Page text:

Phase equilibria, crystal structure and oxygen content of intermediate phases in the Y–Ba–Co–O system

• High-temperature X-ray diffraction analyses of the YBaCo2O5+δ in the temperature range 298–1073 K.
• The value of oxygen content for the YBaCo2O5+δ in the temperature range 298 –1323 K.
• The homogeneity range and crystal structure of the BaCo1−yYyO3−δ (0.09≤y≤0.42) solid solutions.
• Oxygen nonstoichiometry of BaCo1−yYyO3−δ solid solutions.
• The projection of isothermal–isobaric phase diagram for the Y–Ba–Co–O system.

Information shown:
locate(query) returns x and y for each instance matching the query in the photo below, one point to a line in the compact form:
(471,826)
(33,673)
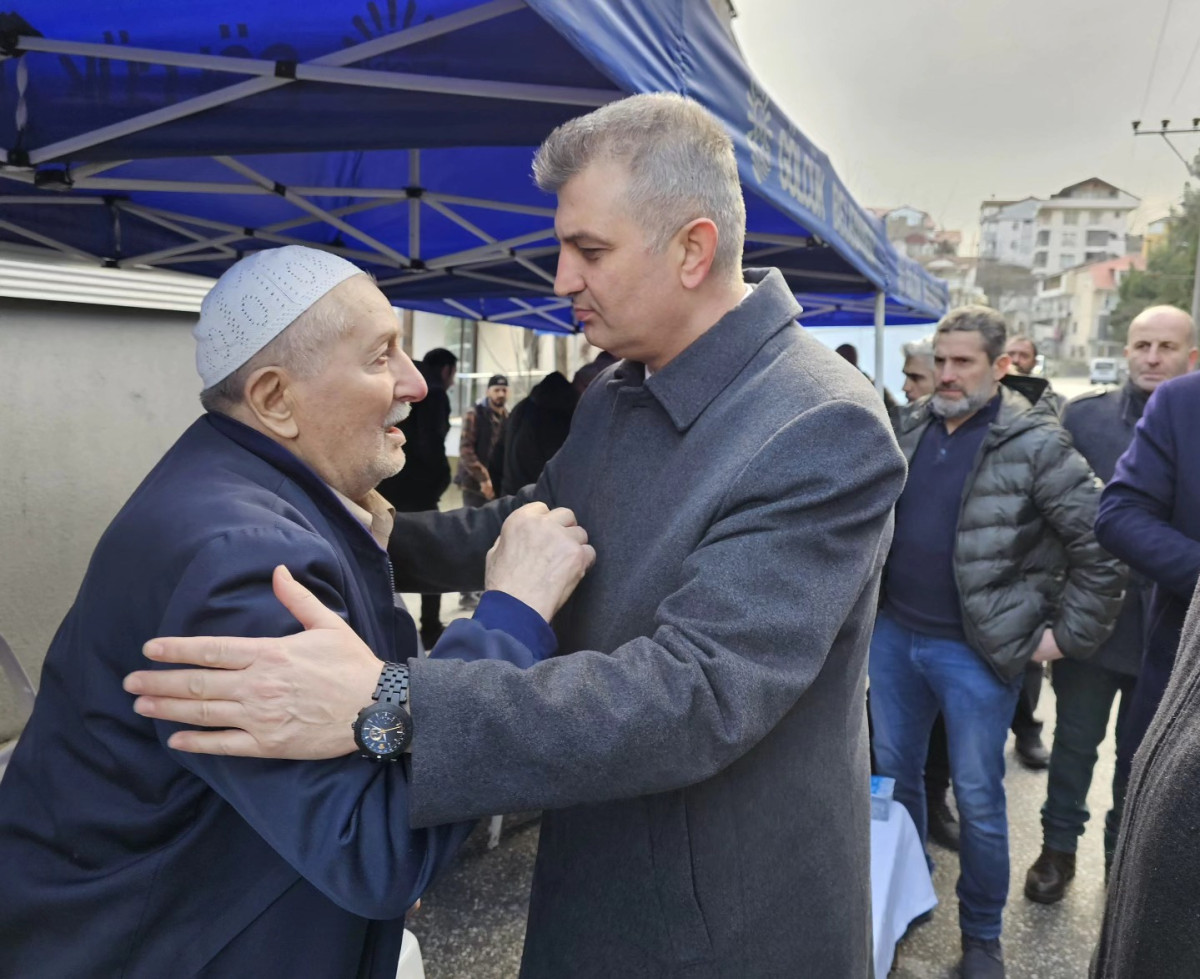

Goals:
1 – According to the highlights on the Y–Ba–Co–O system, over what temperature range were high-temperature X-ray diffraction analyses of YBaCo2O5+δ carried out?
2 – Reproduce the highlights on the Y–Ba–Co–O system word for word, from "Phase equilibria, crystal" up to and including "BaCo1−yYyO3−δ solid solutions.".
The data here come from a separate source.

Answers per task:
1 – 298–1073 K

2 –
Phase equilibria, crystal structure and oxygen content of intermediate phases in the Y–Ba–Co–O system

• High-temperature X-ray diffraction analyses of the YBaCo2O5+δ in the temperature range 298–1073 K.
• The value of oxygen content for the YBaCo2O5+δ in the temperature range 298 –1323 K.
• The homogeneity range and crystal structure of the BaCo1−yYyO3−δ (0.09≤y≤0.42) solid solutions.
• Oxygen nonstoichiometry of BaCo1−yYyO3−δ solid solutions.